Tasks and exercises:
1. In the skating tour review, answer each of these questions:
(a) What does Irina Grigorian use to entertain?
(b) Where does the music for the Usova & Platov bullfighter routine come from?
(c) What was the title of Surya Bonaly's only program?
2. Which lines of the records contain the string "umbro"? Pull out every such line, treating case as significant.
-- START OF Extract provided --
Brasseur & Eisler have to be among the best entertainers in the game. They did the Ricky Martin "She Bangs" number that starts out with Isabelle swinging lights in a darkened arena and ends with a head banger I can't bear to watch. She is absolutely the most petite woman in the cast and has lost the couple of pounds she carried last year after the birth of her daughter. Isabelle and Rocky Marvel must have all the trust in the world in Lloyd Eisler who tosses her in so many tricks, yet always seems to take wonderful care of her. The audience adores them.

After the intermission...

Irina Grigorian, Tom Collins' new non-traditional skating find, uses hula hoops, sometimes literally dozens of them, to entertain. (Someone said it looks like she's skating in a slinky!) She skates well, too! If this is what it takes to have a midsection and body like hers, she may start something new! She is a nice addition to the Winter Tour, but might be extraneous to the loaded Summer Tour. Again, the audience welcomed the variety.

Usova & Platov did a bullfighter routine (music from Carmen) featuring use of a scarf by toreador Platov. The colors of the costumes and lighting were particularly effective in this. I have to admit the wrapping and unwrapping of the scarf reminded me of Punsalan & Swallow's Dido number from last year. However, I did like the program as it wasn't as inscrutable as some of their work is.

Surya Bonaly performed "March With Me" as her only program. She actually popped her first jump into barely a single, and seemed more limited than usual in the jumping area. It's also curious that she only did one number since she's such a workhorse, even on tour. She did appear to be fast on the ice, so maybe it was just an off night, but my friend told me she had difficulties in the previous nights' performances, as well.
-- END OF Extract provided --
-- START OF Extracted information --
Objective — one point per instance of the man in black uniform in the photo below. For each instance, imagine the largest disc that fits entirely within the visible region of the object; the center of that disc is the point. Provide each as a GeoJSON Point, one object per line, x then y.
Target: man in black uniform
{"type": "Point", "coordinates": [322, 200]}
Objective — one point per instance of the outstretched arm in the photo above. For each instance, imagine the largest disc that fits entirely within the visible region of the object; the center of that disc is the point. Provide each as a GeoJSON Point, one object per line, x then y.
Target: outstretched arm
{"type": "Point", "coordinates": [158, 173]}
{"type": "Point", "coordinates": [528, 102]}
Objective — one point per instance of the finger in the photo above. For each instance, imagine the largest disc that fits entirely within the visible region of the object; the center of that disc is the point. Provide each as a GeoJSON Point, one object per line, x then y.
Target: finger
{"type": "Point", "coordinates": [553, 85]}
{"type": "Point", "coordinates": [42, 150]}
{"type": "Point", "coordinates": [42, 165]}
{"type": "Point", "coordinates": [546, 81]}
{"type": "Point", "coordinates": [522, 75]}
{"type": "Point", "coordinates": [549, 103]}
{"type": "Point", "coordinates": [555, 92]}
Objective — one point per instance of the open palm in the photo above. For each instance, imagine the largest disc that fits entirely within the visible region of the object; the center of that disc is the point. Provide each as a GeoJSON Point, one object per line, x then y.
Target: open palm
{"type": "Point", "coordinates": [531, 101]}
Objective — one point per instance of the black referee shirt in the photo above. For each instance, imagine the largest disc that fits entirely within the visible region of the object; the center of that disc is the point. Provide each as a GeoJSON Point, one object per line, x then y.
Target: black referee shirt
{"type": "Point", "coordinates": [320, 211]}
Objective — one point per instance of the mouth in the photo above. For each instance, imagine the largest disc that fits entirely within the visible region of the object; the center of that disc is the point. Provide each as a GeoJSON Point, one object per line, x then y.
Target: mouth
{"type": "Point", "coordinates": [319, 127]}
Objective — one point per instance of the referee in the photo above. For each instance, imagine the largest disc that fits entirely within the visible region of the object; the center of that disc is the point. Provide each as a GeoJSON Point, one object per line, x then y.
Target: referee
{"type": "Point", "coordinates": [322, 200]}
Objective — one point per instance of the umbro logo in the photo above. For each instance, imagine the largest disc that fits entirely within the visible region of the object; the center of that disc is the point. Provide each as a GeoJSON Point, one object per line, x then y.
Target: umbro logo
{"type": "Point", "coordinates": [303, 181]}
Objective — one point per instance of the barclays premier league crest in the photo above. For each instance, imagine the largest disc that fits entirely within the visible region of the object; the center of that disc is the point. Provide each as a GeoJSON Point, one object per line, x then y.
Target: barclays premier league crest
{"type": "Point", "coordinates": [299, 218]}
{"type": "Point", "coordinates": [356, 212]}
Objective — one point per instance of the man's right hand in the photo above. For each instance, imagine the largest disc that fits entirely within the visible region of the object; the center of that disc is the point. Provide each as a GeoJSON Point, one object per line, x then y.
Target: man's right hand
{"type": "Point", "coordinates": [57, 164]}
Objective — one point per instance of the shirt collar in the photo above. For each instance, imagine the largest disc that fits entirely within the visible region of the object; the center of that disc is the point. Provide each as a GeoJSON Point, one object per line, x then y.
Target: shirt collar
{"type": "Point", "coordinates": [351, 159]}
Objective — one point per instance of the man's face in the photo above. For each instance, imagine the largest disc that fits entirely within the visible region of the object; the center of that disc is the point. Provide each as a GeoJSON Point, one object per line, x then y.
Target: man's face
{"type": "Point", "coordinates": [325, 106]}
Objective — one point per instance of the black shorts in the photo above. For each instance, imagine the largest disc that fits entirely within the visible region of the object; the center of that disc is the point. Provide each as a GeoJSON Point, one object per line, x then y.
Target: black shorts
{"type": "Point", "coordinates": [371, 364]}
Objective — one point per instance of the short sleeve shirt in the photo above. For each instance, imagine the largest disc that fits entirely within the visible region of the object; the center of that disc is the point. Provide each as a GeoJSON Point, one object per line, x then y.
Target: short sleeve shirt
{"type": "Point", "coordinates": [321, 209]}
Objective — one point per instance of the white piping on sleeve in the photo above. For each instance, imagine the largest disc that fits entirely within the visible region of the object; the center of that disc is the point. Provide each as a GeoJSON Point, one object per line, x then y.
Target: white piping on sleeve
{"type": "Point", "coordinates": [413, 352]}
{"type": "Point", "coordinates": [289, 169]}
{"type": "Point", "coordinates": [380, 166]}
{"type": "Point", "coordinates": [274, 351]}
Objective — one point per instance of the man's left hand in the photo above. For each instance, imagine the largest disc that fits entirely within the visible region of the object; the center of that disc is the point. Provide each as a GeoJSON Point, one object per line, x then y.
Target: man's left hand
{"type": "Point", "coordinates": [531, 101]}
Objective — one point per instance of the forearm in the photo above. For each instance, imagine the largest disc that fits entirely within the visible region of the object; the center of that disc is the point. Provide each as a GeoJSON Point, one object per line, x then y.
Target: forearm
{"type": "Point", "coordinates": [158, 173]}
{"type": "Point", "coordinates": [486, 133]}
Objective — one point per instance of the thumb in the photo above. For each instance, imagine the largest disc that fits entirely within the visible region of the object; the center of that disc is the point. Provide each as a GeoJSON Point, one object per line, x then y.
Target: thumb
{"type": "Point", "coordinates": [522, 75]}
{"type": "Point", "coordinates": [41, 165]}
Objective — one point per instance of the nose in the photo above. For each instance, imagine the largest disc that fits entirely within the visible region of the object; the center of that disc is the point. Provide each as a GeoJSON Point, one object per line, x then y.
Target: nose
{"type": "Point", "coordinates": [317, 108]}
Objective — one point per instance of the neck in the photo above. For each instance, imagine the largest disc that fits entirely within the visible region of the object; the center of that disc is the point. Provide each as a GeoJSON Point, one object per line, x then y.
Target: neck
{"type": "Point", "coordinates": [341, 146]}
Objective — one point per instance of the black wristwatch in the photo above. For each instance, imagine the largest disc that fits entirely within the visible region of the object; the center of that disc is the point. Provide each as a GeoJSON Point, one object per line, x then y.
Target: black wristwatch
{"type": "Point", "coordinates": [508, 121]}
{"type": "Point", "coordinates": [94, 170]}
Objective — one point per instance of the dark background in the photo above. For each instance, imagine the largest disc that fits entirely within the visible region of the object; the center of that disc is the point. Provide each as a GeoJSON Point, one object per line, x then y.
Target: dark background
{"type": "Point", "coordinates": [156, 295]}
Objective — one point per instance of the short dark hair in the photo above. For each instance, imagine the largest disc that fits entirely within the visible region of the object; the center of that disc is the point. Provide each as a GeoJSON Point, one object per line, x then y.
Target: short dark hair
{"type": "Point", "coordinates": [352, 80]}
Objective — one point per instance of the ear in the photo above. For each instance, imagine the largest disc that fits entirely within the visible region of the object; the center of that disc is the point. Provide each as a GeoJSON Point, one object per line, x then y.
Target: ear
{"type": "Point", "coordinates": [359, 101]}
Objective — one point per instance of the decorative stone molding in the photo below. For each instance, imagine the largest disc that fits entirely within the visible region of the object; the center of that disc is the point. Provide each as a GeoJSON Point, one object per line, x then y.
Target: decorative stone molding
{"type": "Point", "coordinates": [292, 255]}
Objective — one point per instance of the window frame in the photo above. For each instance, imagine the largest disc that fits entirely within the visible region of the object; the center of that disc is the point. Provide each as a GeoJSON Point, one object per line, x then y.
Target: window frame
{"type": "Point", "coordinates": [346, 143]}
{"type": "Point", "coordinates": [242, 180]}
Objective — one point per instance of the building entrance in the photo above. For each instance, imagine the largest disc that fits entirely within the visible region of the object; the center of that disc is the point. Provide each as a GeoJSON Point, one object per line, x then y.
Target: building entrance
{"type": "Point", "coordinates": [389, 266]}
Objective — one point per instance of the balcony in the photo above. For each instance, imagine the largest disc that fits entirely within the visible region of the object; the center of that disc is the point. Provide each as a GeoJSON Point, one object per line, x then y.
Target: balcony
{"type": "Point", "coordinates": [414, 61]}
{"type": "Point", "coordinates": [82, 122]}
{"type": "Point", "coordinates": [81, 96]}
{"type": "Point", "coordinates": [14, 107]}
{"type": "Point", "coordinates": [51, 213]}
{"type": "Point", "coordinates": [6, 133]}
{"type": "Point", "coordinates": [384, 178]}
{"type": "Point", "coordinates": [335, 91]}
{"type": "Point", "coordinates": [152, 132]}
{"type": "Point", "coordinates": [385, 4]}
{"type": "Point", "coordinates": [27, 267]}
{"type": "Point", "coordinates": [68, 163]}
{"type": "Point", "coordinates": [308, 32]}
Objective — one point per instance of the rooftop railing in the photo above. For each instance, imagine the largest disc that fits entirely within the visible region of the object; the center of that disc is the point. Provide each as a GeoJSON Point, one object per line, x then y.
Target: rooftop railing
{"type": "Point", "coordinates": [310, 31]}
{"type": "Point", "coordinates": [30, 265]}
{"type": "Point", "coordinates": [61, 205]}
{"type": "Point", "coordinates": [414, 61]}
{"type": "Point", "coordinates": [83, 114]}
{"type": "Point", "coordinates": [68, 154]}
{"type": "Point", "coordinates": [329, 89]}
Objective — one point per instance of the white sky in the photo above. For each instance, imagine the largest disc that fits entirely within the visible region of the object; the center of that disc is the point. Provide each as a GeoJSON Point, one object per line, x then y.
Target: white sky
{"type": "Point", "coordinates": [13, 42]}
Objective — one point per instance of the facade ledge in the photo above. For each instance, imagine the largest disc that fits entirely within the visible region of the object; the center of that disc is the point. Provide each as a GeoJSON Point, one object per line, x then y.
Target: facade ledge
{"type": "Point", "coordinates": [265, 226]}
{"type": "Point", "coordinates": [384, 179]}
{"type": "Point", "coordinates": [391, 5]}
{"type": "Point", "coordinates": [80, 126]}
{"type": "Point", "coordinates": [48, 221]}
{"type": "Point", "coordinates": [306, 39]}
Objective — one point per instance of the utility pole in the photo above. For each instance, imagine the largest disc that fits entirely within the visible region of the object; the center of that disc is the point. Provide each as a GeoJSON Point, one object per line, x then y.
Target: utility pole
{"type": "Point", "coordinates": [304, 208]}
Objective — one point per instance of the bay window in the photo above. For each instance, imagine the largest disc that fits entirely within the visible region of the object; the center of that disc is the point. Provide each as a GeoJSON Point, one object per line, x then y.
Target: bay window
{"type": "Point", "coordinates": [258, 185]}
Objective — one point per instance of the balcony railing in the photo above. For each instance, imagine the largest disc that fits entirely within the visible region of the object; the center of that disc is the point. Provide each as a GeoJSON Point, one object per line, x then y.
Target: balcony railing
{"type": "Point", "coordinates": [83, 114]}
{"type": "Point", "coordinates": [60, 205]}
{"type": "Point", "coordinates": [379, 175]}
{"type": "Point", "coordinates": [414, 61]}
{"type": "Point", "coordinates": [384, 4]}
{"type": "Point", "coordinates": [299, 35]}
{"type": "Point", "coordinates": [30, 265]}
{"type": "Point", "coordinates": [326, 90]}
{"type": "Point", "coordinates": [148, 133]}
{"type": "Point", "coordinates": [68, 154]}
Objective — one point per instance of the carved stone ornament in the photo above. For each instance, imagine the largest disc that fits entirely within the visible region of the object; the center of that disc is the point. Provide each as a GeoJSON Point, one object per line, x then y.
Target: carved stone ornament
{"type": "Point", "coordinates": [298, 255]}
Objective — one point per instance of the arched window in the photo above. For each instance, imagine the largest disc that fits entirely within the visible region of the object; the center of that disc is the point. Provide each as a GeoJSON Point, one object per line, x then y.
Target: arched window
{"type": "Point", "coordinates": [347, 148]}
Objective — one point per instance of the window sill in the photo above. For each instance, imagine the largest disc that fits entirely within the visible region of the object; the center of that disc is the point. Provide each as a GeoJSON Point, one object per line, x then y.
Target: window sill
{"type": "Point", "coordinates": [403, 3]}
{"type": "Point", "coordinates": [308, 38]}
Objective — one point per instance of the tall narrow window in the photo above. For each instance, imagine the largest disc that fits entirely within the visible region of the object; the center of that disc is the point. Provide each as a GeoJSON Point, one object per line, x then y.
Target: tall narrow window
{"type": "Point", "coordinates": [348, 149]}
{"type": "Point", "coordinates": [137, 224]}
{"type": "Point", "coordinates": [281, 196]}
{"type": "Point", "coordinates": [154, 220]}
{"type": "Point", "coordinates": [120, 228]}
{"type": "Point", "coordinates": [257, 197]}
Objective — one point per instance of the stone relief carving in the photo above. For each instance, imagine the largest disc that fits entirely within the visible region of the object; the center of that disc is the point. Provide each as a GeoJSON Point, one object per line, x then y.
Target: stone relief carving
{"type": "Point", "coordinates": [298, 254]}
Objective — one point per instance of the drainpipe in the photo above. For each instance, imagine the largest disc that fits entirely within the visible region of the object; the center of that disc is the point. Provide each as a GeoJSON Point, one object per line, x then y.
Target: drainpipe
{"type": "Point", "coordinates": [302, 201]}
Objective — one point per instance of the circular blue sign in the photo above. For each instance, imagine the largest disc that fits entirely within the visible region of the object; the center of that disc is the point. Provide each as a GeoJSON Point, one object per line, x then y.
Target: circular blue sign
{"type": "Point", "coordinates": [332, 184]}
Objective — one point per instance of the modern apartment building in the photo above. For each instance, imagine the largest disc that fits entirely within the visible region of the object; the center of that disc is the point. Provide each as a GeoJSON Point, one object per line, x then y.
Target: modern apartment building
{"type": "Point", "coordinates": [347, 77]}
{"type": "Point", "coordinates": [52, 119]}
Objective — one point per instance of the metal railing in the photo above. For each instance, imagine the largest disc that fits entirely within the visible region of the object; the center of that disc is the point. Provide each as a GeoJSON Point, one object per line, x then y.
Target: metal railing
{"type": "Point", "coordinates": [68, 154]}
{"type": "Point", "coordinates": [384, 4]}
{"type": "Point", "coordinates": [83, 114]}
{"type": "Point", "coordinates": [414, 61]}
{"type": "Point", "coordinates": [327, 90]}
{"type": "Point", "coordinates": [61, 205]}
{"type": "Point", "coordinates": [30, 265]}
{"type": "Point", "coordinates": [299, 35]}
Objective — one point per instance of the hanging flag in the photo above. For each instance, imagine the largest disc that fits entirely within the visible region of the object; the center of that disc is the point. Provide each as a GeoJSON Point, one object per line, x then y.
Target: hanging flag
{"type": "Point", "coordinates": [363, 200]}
-- END OF Extracted information --
Task results:
1.
(a) Hula hoops, sometimes literally dozens of them.
(b) Carmen.
(c) "March With Me".

2.
Objective — one point per instance of the umbro logo in the photo above. For each instance, imagine the largest disc that fits entirely within the visible region of the object; the center of that disc is the point. Provide each as a GeoJSON Point, one object per line, x then y.
Target: umbro logo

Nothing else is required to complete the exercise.